What is being asked: Check each line of the material. Copy those containing "Goal".

▬▬▬▬▬▬

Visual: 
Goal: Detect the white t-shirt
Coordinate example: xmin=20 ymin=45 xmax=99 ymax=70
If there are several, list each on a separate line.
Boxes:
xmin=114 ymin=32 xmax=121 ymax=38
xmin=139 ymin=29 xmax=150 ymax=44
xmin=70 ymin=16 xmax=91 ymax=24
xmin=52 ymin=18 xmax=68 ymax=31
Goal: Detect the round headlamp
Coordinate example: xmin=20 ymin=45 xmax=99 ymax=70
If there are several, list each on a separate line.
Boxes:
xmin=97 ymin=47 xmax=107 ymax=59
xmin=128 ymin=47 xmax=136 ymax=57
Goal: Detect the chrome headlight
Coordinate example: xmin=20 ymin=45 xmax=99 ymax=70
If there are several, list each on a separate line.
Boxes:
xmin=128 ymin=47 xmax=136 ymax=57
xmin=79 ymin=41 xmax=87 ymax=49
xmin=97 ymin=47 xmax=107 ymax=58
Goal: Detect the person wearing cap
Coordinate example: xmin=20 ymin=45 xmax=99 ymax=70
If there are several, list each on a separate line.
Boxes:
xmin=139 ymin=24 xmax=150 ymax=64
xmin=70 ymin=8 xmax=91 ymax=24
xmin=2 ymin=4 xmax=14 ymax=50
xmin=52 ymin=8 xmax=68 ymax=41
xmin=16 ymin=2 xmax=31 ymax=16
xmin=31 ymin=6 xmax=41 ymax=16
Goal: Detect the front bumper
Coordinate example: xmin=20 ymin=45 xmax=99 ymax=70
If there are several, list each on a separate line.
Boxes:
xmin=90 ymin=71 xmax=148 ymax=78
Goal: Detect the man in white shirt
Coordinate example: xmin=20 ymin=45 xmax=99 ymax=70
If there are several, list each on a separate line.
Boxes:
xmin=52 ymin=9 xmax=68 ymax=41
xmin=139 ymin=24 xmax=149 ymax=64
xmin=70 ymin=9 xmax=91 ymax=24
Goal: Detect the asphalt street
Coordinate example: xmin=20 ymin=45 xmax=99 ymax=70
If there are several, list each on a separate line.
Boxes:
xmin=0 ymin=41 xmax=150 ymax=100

▬▬▬▬▬▬

Your solution:
Goal: Detect the white t-shirt
Goal: Detect the round headlamp
Goal: Detect the chrome headlight
Goal: Detect the person wearing cap
Goal: Detect the front bumper
Goal: Detect the man in white shirt
Goal: Detect the asphalt street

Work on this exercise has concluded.